(Object position labeling entries)
►

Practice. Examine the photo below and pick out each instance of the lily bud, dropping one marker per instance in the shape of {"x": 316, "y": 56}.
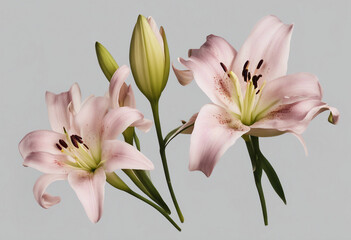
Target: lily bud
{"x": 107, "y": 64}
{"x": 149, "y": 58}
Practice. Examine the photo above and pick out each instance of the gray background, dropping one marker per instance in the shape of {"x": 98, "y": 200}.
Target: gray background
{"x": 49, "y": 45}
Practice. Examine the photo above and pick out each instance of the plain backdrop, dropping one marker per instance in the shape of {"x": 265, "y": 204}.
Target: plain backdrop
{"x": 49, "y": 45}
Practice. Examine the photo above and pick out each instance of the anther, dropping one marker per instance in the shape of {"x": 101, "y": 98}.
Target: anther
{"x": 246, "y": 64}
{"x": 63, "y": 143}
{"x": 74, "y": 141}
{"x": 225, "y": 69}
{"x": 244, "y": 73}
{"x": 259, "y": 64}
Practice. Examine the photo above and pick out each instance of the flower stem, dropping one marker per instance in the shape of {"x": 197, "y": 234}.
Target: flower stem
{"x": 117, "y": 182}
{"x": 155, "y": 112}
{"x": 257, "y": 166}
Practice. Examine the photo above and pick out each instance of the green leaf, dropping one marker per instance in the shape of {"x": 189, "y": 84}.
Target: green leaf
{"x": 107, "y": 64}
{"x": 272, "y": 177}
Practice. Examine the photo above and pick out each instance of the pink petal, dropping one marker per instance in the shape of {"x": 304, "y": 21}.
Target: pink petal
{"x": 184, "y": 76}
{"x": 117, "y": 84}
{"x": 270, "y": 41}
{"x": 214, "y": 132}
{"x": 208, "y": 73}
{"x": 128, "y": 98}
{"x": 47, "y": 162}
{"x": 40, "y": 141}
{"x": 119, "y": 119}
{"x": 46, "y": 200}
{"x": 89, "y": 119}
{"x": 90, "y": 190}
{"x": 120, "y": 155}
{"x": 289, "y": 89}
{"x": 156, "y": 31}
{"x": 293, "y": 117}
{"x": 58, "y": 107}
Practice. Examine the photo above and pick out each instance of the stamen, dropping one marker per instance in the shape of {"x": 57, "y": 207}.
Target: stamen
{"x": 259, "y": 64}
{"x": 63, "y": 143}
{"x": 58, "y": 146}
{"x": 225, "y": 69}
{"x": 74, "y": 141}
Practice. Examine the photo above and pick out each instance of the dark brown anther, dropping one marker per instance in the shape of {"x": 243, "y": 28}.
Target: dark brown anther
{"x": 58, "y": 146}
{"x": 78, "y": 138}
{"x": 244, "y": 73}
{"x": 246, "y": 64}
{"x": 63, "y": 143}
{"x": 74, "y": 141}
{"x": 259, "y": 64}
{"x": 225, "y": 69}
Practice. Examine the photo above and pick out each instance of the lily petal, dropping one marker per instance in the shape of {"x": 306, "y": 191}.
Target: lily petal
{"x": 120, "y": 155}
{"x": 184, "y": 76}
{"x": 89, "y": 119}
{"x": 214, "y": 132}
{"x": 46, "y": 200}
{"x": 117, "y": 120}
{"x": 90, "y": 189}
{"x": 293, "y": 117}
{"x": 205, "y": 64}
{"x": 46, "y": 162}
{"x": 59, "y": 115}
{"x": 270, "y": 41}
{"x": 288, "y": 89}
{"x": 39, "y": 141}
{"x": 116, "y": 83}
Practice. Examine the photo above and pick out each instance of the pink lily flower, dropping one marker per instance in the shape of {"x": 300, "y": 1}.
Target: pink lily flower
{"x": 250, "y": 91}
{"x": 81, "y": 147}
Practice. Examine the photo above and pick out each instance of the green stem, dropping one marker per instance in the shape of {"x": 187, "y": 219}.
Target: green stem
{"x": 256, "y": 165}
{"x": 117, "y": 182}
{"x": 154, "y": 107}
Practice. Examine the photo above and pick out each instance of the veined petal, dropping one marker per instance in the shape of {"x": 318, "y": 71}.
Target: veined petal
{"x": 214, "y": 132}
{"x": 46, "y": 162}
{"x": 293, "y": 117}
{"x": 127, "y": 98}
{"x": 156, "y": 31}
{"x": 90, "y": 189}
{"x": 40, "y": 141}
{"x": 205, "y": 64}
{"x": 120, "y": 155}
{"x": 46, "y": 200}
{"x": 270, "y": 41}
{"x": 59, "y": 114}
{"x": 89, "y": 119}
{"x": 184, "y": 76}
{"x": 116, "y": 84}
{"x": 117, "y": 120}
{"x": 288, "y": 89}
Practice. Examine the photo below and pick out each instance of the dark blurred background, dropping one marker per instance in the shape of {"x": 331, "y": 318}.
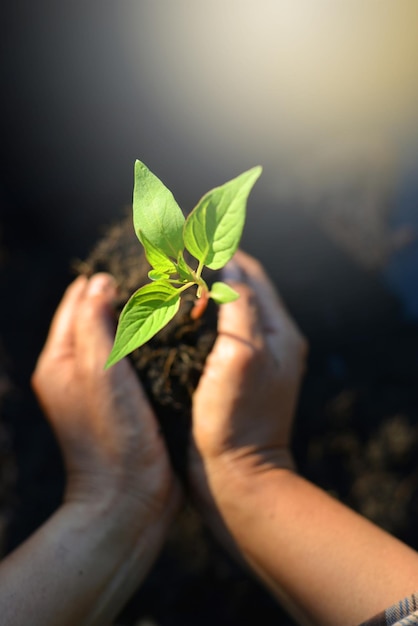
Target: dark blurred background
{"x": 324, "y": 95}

◄

**Exercise goal**
Please rewrite all of the entries above, changing "dropping one marker" to "placing one point" and leaving everything else the same. Omit the pictures from your version.

**Worked answer**
Practice. Examine the photo below and pick out each instance of the lily bud, placing one point per instance in the shape of {"x": 316, "y": 56}.
Target: lily bud
{"x": 107, "y": 64}
{"x": 149, "y": 58}
Practice. Examine the photo above and pick out each instance of the gray background, placing one point per instance in the shape of {"x": 98, "y": 200}.
Target: gray background
{"x": 49, "y": 45}
Practice. Examine the photo above and pick out each instance of the plain backdrop, placing one point per instance in the shape of {"x": 265, "y": 204}.
Target: plain backdrop
{"x": 49, "y": 45}
Practice. Examine the photo above and pick out each instance of the anther, placing one point per instance in the shape of {"x": 101, "y": 98}.
Target: anther
{"x": 246, "y": 64}
{"x": 63, "y": 143}
{"x": 74, "y": 141}
{"x": 225, "y": 69}
{"x": 244, "y": 73}
{"x": 259, "y": 64}
Practice. Examine the photo above and pick out each instance of the flower stem, placing one point per instance in the shape of {"x": 197, "y": 234}.
Target: flower stem
{"x": 117, "y": 182}
{"x": 155, "y": 112}
{"x": 257, "y": 166}
Practice. Examine the photo above and pick out each instance of the green leaf, placing one point per instance in the shape of {"x": 189, "y": 84}.
Target: green leaf
{"x": 107, "y": 64}
{"x": 272, "y": 177}
Practice. Examine the photo above and pick out each instance of the pink petal, placing one point per instance in the shape of {"x": 304, "y": 21}.
Target: pink petal
{"x": 184, "y": 76}
{"x": 117, "y": 84}
{"x": 270, "y": 41}
{"x": 214, "y": 132}
{"x": 208, "y": 73}
{"x": 128, "y": 98}
{"x": 47, "y": 162}
{"x": 40, "y": 141}
{"x": 119, "y": 119}
{"x": 46, "y": 200}
{"x": 89, "y": 119}
{"x": 90, "y": 190}
{"x": 120, "y": 155}
{"x": 289, "y": 89}
{"x": 156, "y": 31}
{"x": 293, "y": 117}
{"x": 58, "y": 107}
Practice. Examine the photo above and pick out each instance of the stamen, placing one point per instance in the shape of {"x": 57, "y": 207}.
Target: stamen
{"x": 259, "y": 64}
{"x": 63, "y": 143}
{"x": 58, "y": 146}
{"x": 225, "y": 69}
{"x": 74, "y": 141}
Practice. Examine the photo above and pick out each instance of the dark brown anther, placing one point per instance in the shape of {"x": 243, "y": 28}.
Target: dark brown anther
{"x": 58, "y": 146}
{"x": 78, "y": 138}
{"x": 244, "y": 73}
{"x": 246, "y": 64}
{"x": 63, "y": 143}
{"x": 74, "y": 141}
{"x": 259, "y": 64}
{"x": 225, "y": 69}
Practice. Examine the photo above and pick out each instance of the lily petal, placing one point per instance in the shape of {"x": 306, "y": 191}.
Target: lily petal
{"x": 120, "y": 155}
{"x": 184, "y": 76}
{"x": 89, "y": 119}
{"x": 214, "y": 132}
{"x": 46, "y": 200}
{"x": 117, "y": 120}
{"x": 90, "y": 189}
{"x": 293, "y": 117}
{"x": 205, "y": 64}
{"x": 46, "y": 162}
{"x": 59, "y": 115}
{"x": 270, "y": 41}
{"x": 288, "y": 89}
{"x": 39, "y": 141}
{"x": 116, "y": 83}
Practice. Examine the photo above and pick out each instance of the pink lily flower, placing one point per instance in the shape of {"x": 300, "y": 1}.
Target: pink lily flower
{"x": 250, "y": 91}
{"x": 81, "y": 147}
Practice. Examine the photo above and pick out each instance of the green stem, placing one point per instance in the shape of {"x": 187, "y": 219}.
Target: green stem
{"x": 256, "y": 165}
{"x": 117, "y": 182}
{"x": 154, "y": 107}
Practice. Examine the photo above and pick out each instance of the veined petal, placing one point per instance in the shape of {"x": 318, "y": 71}.
Target: veined petal
{"x": 214, "y": 132}
{"x": 46, "y": 162}
{"x": 293, "y": 117}
{"x": 127, "y": 98}
{"x": 156, "y": 31}
{"x": 90, "y": 189}
{"x": 40, "y": 141}
{"x": 205, "y": 64}
{"x": 120, "y": 155}
{"x": 46, "y": 200}
{"x": 270, "y": 41}
{"x": 59, "y": 114}
{"x": 89, "y": 119}
{"x": 184, "y": 76}
{"x": 116, "y": 84}
{"x": 117, "y": 120}
{"x": 288, "y": 89}
Practice. Examine the photo below and pick out each instance of the dark blurred background, placing one point per instance in the shape of {"x": 331, "y": 318}.
Target: dark blurred background
{"x": 324, "y": 95}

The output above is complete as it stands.